**Work request:** Which lines have the string "beak"? Copy all of them from the entries below.

**Data section:**
>>>>

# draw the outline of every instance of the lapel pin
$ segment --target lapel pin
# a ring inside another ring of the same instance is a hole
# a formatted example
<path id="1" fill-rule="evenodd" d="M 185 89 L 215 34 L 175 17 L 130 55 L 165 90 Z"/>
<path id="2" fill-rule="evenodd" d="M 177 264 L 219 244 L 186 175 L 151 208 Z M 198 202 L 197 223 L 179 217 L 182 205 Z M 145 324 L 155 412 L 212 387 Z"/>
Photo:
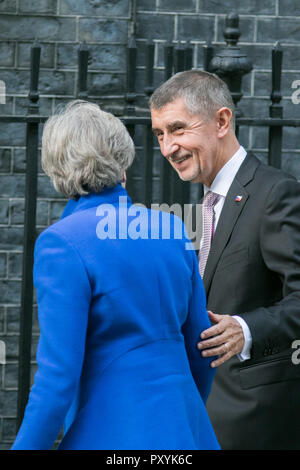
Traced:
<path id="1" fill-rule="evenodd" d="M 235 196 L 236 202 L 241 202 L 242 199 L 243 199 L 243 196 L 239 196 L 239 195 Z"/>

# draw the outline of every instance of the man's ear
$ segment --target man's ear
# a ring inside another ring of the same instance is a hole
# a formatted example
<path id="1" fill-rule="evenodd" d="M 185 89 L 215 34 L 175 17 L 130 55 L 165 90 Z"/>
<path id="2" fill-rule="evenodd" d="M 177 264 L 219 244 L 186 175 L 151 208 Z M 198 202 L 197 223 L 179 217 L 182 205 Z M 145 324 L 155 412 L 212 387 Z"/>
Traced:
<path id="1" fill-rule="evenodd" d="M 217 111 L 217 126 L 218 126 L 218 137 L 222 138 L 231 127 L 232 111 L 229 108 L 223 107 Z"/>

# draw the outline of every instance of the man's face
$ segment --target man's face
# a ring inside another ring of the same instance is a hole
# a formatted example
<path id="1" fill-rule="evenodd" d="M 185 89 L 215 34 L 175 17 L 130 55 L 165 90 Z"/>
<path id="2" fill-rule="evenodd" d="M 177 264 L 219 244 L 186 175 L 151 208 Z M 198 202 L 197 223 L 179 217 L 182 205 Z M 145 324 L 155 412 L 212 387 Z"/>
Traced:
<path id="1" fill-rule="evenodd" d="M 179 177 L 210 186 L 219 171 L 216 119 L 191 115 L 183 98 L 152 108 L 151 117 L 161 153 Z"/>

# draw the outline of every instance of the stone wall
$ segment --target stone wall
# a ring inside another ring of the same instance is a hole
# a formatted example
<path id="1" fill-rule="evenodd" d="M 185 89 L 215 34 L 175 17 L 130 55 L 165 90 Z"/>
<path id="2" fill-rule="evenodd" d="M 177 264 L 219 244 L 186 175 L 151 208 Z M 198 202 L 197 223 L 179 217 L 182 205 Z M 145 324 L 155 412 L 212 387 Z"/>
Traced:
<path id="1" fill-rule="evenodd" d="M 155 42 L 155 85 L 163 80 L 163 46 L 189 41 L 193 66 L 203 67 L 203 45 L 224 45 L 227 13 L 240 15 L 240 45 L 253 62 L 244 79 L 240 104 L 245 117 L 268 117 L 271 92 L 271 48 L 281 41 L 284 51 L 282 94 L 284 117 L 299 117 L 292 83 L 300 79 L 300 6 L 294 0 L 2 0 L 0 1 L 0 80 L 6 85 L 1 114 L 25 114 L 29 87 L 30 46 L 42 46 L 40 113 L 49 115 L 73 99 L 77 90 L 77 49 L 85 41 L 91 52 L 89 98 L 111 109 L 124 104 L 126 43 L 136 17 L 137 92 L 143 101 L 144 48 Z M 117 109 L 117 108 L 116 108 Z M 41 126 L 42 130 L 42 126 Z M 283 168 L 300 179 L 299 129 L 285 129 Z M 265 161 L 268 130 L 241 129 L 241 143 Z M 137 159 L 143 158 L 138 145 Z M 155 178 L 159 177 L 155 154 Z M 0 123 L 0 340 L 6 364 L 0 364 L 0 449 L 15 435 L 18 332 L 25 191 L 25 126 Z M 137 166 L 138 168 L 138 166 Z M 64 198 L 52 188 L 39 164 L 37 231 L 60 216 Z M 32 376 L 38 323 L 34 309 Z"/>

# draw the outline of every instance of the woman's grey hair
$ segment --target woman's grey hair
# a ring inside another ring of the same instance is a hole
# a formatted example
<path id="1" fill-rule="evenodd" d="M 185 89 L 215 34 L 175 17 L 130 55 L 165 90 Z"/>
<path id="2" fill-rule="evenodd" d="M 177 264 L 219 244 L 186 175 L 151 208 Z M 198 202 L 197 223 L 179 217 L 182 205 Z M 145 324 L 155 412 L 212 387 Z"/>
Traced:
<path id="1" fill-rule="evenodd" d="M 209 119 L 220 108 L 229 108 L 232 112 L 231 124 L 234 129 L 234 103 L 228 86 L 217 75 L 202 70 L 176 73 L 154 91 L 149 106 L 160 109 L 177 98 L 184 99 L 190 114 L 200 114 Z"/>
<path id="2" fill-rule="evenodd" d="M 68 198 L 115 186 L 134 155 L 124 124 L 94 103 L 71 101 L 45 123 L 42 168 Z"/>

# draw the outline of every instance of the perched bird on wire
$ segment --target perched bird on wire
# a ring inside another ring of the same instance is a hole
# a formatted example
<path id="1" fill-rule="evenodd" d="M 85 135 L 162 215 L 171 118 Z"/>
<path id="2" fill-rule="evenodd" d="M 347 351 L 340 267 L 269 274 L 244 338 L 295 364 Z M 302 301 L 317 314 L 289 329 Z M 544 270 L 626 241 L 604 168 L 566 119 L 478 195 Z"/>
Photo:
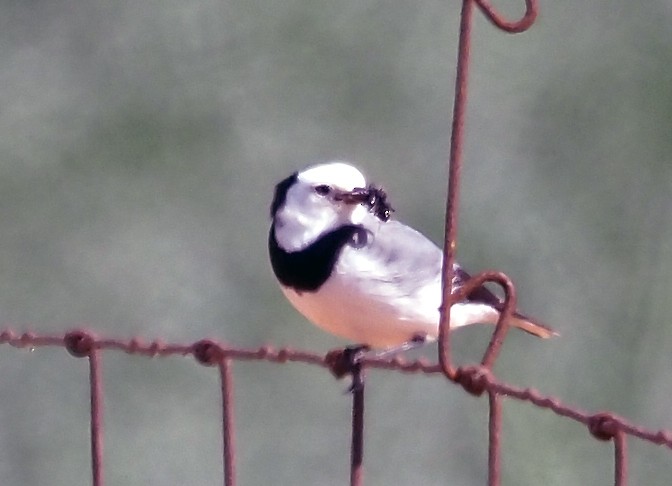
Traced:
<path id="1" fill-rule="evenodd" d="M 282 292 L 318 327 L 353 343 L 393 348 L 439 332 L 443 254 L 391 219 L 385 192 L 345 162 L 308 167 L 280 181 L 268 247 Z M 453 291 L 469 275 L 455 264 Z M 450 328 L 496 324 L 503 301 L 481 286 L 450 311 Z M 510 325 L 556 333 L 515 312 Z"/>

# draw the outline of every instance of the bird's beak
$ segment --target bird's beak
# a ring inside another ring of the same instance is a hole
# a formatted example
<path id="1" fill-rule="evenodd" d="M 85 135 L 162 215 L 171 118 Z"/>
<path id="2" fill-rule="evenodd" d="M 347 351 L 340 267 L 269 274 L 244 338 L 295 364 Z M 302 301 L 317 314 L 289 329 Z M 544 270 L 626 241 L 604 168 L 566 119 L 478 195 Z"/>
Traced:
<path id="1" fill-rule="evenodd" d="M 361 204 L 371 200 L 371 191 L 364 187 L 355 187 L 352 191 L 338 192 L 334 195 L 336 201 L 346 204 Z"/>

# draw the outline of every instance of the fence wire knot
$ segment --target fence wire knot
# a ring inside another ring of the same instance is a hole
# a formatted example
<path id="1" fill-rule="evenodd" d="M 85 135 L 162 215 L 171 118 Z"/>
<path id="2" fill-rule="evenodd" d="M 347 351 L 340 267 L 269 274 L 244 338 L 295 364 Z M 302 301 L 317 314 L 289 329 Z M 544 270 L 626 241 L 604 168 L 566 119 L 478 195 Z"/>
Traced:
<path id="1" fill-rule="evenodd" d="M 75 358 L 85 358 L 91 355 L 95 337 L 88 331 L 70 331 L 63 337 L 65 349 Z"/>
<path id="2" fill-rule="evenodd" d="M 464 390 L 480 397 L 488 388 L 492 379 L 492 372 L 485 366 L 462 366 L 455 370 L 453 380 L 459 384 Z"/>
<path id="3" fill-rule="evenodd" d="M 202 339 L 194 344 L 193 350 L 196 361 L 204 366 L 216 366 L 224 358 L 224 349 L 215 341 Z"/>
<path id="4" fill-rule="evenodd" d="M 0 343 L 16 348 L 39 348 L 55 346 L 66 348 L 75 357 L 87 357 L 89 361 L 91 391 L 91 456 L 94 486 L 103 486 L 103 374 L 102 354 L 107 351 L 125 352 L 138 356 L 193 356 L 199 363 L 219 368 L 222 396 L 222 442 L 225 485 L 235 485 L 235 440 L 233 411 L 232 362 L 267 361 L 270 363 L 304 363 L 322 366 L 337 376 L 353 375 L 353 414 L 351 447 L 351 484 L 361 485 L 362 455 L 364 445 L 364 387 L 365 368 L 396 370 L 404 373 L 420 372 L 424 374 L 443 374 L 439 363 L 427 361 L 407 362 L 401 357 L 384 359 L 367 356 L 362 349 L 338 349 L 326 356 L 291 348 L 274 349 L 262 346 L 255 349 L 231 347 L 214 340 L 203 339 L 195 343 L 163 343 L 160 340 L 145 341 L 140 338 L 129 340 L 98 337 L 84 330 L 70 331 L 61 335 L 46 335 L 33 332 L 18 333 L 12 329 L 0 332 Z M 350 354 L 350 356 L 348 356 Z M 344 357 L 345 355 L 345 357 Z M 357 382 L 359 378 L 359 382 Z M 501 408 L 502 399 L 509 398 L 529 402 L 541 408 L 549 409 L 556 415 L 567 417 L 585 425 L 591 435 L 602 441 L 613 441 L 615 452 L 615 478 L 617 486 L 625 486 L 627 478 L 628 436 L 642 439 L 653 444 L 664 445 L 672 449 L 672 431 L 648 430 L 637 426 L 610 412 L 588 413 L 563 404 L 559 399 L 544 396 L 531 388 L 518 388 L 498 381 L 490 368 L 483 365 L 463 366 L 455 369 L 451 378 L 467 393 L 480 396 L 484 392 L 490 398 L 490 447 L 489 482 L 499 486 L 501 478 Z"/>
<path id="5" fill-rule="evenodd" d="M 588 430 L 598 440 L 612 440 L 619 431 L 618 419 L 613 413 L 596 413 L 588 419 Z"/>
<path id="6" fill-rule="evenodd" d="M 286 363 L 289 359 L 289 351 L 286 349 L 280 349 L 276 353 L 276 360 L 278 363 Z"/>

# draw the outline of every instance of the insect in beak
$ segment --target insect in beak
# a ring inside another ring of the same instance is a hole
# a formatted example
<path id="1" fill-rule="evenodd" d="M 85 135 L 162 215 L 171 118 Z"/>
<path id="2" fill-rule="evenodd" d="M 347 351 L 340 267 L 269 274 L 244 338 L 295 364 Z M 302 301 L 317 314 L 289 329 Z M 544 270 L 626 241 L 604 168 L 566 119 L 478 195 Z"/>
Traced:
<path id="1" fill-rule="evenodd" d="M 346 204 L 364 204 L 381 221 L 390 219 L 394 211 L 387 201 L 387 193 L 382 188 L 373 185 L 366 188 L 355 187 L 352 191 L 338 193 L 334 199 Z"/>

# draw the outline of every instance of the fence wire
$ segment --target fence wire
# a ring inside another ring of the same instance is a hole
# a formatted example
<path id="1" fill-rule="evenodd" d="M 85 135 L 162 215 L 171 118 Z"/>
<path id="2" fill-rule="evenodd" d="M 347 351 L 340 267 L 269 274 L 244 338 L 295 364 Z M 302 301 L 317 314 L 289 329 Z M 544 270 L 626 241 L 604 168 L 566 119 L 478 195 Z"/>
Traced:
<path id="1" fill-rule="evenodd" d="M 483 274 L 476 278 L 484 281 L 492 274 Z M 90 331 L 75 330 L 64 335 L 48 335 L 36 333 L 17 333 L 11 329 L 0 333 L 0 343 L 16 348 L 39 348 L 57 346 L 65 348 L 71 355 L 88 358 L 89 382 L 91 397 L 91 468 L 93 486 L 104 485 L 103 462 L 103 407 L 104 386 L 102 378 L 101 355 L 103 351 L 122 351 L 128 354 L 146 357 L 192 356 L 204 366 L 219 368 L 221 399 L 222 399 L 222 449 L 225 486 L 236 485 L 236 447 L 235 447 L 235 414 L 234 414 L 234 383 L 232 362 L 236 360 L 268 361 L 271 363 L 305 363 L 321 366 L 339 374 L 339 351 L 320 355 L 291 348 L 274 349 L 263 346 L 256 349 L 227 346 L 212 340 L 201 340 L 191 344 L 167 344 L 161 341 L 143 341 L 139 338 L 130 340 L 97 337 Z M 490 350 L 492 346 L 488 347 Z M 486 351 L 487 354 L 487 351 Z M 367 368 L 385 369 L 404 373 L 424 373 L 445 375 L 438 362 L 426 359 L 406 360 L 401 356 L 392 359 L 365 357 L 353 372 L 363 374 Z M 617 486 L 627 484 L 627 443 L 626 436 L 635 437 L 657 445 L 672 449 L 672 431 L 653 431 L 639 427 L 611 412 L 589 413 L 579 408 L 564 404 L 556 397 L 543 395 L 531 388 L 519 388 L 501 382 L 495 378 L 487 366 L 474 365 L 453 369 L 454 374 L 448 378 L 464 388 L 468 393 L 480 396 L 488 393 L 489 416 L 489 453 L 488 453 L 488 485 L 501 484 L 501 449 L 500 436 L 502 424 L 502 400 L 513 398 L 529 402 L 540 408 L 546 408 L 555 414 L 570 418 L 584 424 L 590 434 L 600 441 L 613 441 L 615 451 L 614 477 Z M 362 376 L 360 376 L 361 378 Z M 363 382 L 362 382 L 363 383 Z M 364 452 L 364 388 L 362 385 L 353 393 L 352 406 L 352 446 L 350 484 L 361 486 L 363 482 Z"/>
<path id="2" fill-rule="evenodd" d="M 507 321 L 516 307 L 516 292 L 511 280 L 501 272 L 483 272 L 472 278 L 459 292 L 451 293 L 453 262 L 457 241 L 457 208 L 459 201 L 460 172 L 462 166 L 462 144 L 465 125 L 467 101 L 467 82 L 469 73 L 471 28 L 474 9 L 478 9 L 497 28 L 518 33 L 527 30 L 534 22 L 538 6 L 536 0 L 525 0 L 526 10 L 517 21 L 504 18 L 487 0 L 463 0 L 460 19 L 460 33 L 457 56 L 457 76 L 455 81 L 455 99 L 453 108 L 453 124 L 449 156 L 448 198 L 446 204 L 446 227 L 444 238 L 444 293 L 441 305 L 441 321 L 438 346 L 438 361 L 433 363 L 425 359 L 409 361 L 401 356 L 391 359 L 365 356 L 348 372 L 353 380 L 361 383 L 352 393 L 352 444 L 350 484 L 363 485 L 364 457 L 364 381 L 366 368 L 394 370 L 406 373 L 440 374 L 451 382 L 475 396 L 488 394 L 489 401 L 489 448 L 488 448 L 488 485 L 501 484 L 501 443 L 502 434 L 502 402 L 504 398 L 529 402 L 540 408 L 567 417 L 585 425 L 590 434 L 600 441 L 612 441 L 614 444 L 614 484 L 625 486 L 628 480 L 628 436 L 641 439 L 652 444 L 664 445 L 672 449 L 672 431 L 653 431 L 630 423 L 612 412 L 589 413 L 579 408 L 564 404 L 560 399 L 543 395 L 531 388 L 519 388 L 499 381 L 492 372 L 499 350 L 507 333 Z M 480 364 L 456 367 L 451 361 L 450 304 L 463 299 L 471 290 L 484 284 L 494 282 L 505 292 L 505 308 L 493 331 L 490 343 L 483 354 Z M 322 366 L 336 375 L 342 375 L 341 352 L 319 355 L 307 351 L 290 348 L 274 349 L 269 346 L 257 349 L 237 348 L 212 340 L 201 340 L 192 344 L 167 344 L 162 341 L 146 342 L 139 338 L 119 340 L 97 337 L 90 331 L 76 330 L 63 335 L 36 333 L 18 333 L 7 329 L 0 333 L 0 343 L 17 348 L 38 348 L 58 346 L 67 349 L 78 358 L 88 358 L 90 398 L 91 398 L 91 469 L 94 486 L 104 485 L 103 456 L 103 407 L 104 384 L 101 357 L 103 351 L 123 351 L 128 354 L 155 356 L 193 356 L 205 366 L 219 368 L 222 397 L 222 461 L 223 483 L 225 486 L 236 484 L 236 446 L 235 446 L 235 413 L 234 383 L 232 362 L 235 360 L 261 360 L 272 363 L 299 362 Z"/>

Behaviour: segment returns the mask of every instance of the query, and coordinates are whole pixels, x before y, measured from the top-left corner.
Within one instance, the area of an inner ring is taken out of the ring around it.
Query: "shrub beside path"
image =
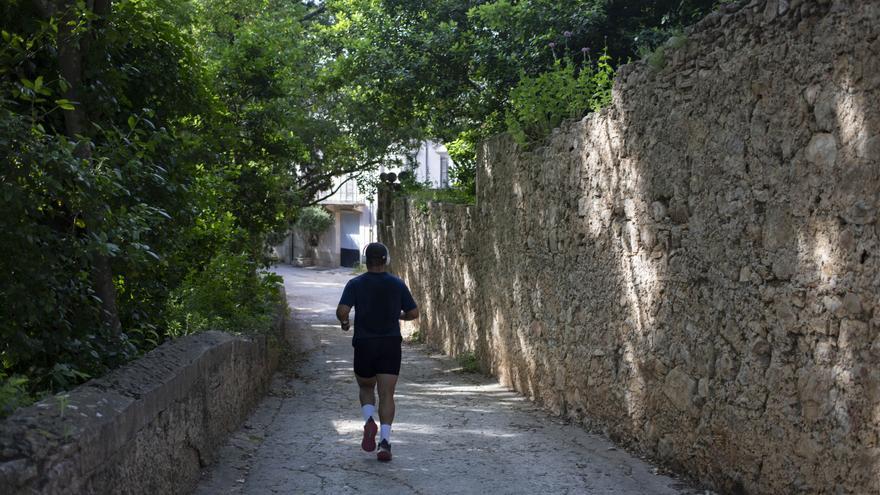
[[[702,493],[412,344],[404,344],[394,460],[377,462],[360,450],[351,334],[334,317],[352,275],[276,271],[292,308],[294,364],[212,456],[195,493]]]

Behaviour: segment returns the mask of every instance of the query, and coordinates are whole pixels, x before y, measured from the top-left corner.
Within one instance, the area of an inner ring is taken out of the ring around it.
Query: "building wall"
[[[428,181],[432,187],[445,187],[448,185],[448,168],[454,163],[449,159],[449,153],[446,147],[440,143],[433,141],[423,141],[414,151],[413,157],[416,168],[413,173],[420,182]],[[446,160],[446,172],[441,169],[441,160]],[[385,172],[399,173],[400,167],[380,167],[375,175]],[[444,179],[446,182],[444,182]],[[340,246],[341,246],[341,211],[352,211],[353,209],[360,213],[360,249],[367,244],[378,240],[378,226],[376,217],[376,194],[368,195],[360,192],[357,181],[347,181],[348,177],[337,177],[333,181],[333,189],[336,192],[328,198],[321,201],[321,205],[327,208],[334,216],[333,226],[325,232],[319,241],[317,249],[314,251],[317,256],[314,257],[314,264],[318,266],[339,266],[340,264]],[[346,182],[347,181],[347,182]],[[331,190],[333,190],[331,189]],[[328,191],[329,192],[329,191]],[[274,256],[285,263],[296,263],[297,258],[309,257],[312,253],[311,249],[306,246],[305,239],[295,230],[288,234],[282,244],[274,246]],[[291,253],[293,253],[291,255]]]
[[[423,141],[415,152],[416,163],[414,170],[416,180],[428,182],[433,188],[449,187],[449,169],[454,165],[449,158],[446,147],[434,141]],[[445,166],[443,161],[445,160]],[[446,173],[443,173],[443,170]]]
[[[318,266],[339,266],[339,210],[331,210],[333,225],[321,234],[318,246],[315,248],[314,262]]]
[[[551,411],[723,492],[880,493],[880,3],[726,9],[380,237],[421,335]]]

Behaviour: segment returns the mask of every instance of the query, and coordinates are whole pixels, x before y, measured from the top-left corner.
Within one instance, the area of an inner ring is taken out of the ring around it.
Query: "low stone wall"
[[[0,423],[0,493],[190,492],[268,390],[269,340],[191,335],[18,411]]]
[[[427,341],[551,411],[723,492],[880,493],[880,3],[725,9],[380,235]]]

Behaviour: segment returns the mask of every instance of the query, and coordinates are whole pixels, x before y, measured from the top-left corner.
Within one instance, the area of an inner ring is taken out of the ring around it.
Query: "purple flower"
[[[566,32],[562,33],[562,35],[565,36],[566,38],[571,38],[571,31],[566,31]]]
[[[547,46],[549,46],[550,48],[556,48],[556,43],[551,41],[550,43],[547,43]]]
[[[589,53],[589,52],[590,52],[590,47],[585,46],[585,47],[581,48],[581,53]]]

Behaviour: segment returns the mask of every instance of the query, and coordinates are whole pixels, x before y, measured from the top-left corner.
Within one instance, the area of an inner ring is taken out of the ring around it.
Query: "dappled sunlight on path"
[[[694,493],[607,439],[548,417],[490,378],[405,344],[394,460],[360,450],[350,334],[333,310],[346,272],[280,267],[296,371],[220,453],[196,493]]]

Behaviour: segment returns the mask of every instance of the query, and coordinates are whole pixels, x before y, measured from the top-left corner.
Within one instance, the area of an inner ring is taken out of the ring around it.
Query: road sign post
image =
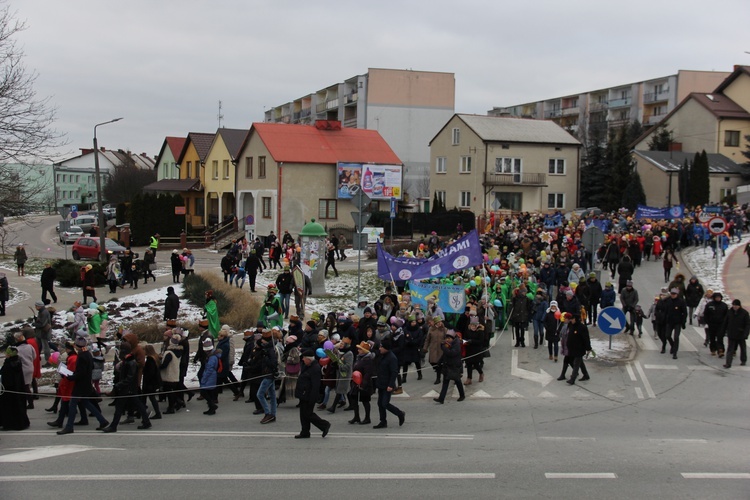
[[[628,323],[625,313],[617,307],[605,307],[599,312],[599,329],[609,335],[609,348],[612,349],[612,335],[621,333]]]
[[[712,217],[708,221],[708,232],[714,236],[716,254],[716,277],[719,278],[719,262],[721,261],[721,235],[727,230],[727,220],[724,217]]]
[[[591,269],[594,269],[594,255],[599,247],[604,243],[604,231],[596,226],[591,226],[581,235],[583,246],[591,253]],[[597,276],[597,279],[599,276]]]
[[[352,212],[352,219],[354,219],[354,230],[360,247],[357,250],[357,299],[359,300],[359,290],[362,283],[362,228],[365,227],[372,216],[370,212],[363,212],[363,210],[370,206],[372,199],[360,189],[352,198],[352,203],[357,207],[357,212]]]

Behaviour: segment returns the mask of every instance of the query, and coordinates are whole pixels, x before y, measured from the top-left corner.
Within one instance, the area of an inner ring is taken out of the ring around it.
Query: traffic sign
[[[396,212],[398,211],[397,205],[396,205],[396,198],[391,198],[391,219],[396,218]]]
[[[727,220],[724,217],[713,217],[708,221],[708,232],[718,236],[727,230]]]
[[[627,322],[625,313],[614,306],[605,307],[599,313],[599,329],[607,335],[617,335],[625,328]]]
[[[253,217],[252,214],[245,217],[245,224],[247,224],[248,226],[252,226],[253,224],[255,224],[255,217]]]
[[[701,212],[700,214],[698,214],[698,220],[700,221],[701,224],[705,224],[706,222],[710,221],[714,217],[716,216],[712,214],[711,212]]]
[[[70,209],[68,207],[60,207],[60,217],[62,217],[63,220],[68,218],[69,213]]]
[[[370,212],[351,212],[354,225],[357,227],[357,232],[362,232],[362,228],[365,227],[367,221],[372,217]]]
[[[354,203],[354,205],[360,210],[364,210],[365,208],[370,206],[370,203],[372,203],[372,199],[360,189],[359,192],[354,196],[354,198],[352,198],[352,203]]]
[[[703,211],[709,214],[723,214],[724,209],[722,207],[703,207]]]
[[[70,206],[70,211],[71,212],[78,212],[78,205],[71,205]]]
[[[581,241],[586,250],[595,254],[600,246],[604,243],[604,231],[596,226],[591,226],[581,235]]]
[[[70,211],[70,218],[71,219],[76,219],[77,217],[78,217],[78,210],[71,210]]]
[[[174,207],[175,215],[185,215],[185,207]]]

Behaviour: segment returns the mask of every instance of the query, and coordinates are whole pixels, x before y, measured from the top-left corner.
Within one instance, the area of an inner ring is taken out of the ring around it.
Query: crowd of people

<<<<

**Solution below:**
# draw the outline of every instance of the bird's beak
$ segment --target bird's beak
# draw the outline of every instance of the insect in beak
$ segment --target insect in beak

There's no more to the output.